::: Data extract :::
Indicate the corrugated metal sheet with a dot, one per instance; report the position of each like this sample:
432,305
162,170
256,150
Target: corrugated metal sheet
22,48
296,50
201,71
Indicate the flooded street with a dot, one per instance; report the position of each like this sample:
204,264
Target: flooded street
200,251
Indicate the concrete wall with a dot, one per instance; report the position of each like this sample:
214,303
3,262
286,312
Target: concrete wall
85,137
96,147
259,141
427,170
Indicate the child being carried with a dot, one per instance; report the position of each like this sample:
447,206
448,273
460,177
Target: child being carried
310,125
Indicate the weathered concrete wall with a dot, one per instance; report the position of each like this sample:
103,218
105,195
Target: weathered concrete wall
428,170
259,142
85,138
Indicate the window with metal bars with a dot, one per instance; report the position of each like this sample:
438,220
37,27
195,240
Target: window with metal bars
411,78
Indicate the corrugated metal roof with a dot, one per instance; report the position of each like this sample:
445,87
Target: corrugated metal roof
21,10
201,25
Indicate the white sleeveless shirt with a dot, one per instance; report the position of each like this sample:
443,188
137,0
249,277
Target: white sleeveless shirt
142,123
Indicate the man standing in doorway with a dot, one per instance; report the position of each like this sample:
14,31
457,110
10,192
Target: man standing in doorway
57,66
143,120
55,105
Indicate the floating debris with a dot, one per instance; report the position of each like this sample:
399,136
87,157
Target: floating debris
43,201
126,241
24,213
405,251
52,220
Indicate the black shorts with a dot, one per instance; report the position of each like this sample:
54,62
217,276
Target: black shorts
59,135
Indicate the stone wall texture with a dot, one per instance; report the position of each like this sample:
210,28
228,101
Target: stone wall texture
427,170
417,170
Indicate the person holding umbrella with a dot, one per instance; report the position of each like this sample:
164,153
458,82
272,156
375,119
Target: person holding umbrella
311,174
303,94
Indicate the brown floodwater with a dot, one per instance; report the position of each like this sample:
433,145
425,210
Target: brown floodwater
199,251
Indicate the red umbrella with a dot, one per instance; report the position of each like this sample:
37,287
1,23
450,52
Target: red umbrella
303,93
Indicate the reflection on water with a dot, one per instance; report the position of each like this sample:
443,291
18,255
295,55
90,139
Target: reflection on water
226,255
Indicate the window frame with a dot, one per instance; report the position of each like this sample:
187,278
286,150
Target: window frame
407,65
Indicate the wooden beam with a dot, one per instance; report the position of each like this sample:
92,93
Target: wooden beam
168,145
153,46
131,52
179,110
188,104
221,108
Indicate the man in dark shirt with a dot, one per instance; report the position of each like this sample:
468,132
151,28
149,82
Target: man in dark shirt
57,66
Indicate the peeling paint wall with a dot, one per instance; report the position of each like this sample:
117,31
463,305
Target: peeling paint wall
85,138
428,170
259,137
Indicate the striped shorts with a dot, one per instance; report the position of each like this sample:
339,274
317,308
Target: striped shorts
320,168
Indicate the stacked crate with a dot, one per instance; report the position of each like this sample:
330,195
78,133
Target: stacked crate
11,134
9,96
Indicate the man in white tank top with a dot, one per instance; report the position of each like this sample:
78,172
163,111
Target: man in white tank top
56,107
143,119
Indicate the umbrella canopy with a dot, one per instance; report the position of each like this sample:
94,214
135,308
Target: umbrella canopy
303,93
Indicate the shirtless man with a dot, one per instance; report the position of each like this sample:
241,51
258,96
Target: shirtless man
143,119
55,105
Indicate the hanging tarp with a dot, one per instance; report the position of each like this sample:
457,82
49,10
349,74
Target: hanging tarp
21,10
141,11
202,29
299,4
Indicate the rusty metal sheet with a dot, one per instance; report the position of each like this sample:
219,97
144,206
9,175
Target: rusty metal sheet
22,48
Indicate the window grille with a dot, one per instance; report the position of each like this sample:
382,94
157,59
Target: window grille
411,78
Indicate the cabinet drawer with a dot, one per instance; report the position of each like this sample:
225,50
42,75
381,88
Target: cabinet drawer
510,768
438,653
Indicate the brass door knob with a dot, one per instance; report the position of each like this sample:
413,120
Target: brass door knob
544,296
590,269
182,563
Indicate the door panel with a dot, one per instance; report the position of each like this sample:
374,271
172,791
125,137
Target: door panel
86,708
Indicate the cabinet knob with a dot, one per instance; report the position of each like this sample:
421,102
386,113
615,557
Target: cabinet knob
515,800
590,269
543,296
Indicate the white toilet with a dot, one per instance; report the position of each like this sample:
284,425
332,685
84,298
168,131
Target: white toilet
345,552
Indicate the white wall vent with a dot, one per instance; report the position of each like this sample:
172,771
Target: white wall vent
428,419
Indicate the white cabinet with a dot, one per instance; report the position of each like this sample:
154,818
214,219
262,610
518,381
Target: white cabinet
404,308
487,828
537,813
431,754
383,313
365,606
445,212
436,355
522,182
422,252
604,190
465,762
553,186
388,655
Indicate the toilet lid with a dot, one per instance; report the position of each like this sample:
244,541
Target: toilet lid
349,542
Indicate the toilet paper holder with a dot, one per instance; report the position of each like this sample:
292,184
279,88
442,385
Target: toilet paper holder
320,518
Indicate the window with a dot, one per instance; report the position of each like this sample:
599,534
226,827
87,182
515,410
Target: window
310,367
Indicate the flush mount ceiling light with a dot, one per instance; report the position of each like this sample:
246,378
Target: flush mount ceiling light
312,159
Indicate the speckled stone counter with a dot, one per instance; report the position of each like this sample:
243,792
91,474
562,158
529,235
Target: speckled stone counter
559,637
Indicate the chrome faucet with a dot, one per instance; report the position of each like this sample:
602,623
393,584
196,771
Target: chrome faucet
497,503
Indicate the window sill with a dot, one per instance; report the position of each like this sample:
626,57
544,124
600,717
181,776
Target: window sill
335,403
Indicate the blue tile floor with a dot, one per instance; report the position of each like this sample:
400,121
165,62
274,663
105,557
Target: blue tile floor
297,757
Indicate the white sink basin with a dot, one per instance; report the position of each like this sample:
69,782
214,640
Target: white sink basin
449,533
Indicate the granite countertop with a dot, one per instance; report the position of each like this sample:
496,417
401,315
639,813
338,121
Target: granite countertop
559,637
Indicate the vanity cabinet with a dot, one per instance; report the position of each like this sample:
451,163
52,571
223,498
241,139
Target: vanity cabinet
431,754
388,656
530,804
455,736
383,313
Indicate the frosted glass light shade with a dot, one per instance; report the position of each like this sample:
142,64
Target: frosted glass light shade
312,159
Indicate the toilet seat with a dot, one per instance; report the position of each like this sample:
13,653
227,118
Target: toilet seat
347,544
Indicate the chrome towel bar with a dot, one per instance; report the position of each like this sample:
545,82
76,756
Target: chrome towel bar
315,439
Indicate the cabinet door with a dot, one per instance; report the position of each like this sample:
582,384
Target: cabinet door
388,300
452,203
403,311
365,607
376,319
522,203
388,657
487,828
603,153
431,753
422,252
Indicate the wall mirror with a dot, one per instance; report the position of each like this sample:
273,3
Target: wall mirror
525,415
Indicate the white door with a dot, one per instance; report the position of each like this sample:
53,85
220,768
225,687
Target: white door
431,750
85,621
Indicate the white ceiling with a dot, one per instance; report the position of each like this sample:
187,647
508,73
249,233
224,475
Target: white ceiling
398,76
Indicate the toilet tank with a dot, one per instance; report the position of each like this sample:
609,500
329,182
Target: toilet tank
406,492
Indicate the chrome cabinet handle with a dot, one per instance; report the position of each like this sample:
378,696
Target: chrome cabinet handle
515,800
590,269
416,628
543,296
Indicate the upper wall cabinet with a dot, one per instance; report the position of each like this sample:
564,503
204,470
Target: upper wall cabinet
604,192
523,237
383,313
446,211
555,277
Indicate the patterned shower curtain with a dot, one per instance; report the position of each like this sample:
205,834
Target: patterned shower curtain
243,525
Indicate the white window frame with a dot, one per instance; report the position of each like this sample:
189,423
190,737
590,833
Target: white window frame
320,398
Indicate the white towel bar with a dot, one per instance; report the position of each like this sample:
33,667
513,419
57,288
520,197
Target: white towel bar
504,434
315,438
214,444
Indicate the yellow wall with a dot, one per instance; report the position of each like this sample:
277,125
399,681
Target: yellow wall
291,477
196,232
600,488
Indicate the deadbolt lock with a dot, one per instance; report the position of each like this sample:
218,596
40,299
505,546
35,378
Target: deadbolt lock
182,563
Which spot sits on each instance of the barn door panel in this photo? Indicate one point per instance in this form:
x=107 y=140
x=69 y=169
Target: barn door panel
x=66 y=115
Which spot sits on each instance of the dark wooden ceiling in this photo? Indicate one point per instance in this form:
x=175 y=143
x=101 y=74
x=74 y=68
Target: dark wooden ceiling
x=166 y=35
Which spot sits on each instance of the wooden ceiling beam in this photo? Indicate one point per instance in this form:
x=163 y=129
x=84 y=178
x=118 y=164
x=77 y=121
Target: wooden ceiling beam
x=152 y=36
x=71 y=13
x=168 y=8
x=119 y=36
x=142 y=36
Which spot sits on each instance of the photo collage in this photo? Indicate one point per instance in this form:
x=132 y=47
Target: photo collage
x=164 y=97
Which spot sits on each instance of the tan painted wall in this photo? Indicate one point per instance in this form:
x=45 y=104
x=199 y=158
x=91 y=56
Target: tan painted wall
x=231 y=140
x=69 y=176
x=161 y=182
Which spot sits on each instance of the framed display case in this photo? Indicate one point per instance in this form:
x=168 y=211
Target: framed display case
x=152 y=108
:::
» **What the exercise asks**: Give again only the lines of the material above that run from the one with "Indicate the yellow" through the end, both included, exactly as they appear.

» **Response to the task**:
Indicate the yellow wall with a dot, one per instance; report the position of each like this sample:
277,125
399,681
Target: yellow wall
291,477
196,232
600,488
Indicate the deadbolt lock with a dot, one per instance; report the position of each like this sample:
218,596
40,299
505,546
35,378
Target: deadbolt lock
182,563
Which spot sits on each instance of the barn door panel in this photo? Indicate one point per instance in this form:
x=107 y=140
x=69 y=169
Target: barn door panel
x=66 y=115
Which spot sits on each instance of the dark wooden ceiling in this photo? Indicate one point per instance in this form:
x=175 y=143
x=101 y=74
x=74 y=68
Target: dark wooden ceiling
x=166 y=35
Which spot sits on each instance of the wooden ceiling beam in this photo? Indicate one point per instance in this form:
x=163 y=129
x=84 y=178
x=118 y=164
x=77 y=121
Target: wooden ceiling beam
x=152 y=36
x=71 y=13
x=168 y=8
x=119 y=36
x=142 y=36
Which spot sits on each instance of the photo collage in this photo? Indicate one point per instance in this form:
x=132 y=47
Target: photo collage
x=164 y=97
Which spot sits on each instance of the tan painted wall in this photo? Indicate one point per instance in this form:
x=45 y=104
x=199 y=158
x=91 y=56
Target: tan painted wall
x=231 y=140
x=69 y=176
x=161 y=182
Which spot sits on each instance of the framed display case in this photo? Indicate one point per instance in this form:
x=168 y=211
Target: framed display case
x=152 y=108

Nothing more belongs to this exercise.